**Listing:**

--- Begin ---

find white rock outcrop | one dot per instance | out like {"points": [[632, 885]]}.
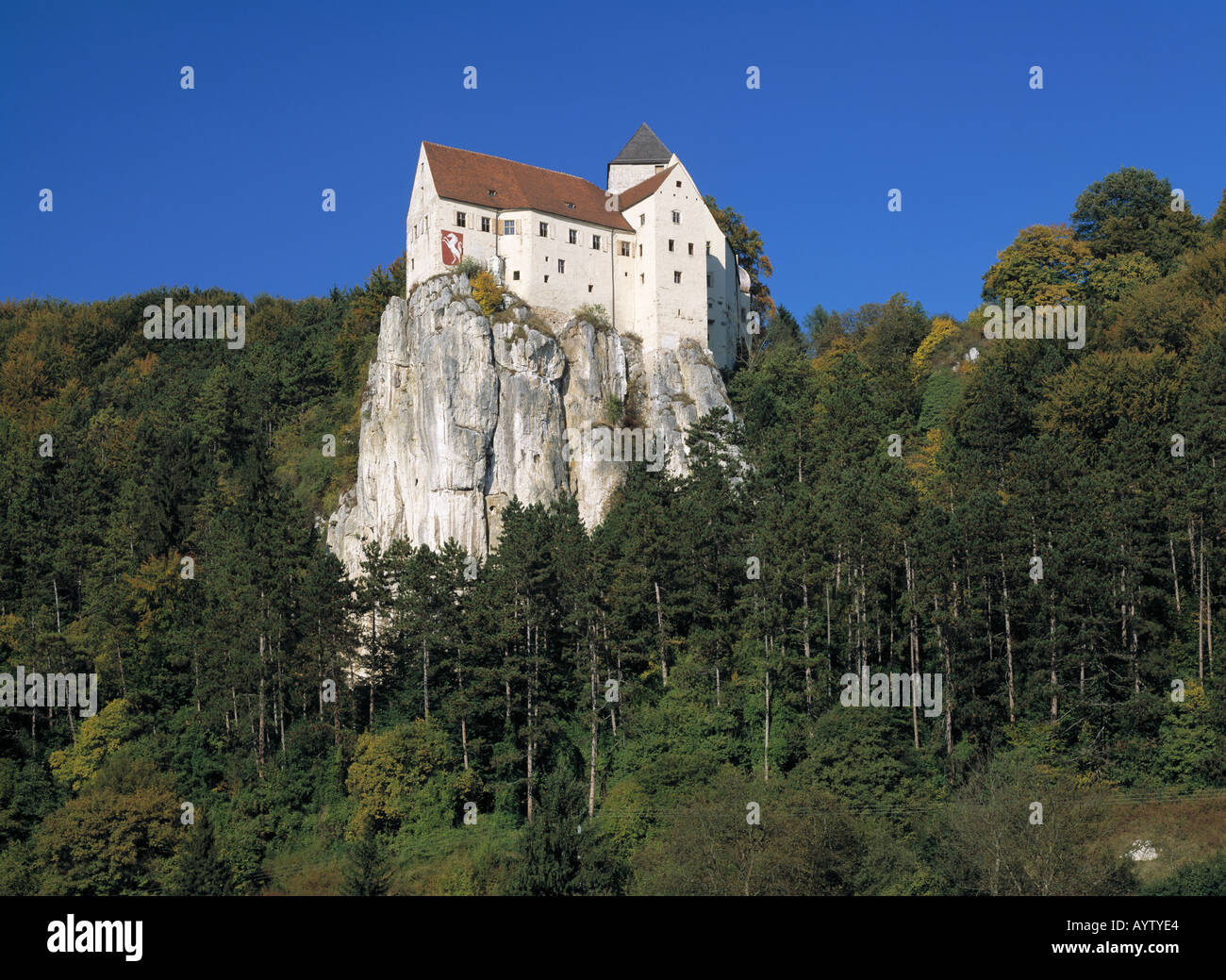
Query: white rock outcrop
{"points": [[461, 413]]}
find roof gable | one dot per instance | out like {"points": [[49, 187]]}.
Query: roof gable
{"points": [[464, 175], [644, 147], [644, 189]]}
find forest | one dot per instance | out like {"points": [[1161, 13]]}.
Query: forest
{"points": [[653, 706]]}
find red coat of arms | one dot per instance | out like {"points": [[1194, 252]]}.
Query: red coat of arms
{"points": [[453, 247]]}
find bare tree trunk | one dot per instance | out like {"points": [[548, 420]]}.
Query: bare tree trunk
{"points": [[660, 622], [808, 668], [915, 644], [595, 685], [1175, 572], [1008, 643], [767, 727]]}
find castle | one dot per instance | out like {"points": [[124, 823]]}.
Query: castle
{"points": [[646, 248]]}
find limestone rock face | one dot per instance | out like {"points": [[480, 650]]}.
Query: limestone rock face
{"points": [[461, 415]]}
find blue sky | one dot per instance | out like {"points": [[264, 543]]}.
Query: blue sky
{"points": [[221, 186]]}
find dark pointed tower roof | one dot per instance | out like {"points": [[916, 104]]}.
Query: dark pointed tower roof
{"points": [[644, 147]]}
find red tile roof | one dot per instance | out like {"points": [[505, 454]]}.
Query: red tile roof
{"points": [[642, 191], [464, 175]]}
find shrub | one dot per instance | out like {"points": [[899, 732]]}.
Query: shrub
{"points": [[487, 292], [595, 314]]}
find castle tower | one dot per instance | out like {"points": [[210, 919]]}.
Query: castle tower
{"points": [[640, 158]]}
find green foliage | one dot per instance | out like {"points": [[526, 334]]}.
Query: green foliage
{"points": [[593, 314], [367, 872], [1204, 878], [487, 292]]}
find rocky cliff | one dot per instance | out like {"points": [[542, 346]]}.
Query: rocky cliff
{"points": [[462, 412]]}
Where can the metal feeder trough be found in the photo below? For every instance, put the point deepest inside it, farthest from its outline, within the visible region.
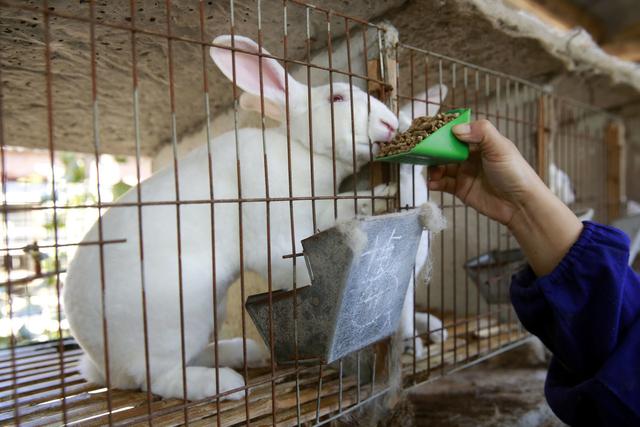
(359, 272)
(492, 273)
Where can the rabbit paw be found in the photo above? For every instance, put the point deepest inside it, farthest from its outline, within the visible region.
(380, 205)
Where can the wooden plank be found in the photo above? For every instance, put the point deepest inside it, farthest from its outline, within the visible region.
(614, 144)
(542, 140)
(40, 402)
(563, 15)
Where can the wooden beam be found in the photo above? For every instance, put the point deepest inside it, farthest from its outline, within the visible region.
(625, 44)
(562, 14)
(614, 140)
(542, 141)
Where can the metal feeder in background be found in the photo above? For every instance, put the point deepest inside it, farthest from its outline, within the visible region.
(360, 272)
(492, 273)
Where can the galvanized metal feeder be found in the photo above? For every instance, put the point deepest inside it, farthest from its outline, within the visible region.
(492, 273)
(360, 272)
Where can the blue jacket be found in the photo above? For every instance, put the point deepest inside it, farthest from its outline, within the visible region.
(587, 312)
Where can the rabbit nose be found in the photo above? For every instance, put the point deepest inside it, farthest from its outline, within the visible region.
(388, 126)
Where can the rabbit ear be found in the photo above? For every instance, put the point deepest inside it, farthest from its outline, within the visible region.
(251, 102)
(424, 104)
(247, 69)
(435, 95)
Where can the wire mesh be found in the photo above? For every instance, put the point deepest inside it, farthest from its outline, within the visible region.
(456, 321)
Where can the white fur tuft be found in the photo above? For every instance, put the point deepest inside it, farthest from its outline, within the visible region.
(356, 238)
(432, 218)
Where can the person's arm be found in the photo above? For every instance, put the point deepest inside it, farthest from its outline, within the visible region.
(579, 296)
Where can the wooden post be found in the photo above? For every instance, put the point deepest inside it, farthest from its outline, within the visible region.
(542, 143)
(614, 141)
(380, 171)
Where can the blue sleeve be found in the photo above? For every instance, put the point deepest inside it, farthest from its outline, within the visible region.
(587, 312)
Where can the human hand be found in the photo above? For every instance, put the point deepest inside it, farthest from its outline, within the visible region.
(495, 180)
(498, 182)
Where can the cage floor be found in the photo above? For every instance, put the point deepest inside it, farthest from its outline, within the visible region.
(34, 392)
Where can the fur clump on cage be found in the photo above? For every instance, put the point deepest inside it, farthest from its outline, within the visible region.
(189, 154)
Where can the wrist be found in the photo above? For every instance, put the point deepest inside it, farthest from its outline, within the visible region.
(545, 228)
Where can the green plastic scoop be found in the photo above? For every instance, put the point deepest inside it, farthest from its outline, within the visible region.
(440, 147)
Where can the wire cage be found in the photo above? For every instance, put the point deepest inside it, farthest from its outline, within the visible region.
(80, 133)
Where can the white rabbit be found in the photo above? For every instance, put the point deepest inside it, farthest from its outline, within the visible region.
(122, 268)
(413, 192)
(560, 184)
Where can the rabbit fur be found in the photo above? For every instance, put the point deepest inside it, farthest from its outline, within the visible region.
(238, 172)
(413, 192)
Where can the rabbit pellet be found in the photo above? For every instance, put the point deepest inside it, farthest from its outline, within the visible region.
(420, 128)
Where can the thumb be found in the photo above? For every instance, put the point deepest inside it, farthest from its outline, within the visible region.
(482, 132)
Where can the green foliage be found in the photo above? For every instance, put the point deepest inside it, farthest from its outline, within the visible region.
(119, 188)
(75, 169)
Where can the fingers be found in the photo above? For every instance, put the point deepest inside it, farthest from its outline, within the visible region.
(438, 171)
(483, 133)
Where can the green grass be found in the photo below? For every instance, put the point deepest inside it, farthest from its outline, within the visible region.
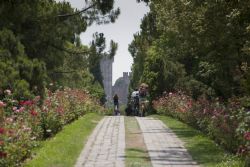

--- End ---

**What you will do:** Pull out every line of the material above that contains the string "roof", matching case exactly, and copy each of those lines unchanged.

**Full answer:**
find roof gable | one dot per instance | out like {"points": [[49, 187]]}.
Query: roof gable
find dark pointed tower roof | one dot per instance | out like {"points": [[916, 104]]}.
Query: dark pointed tower roof
find red tile roof | one dot per instance | out like {"points": [[505, 454]]}.
Query: red tile roof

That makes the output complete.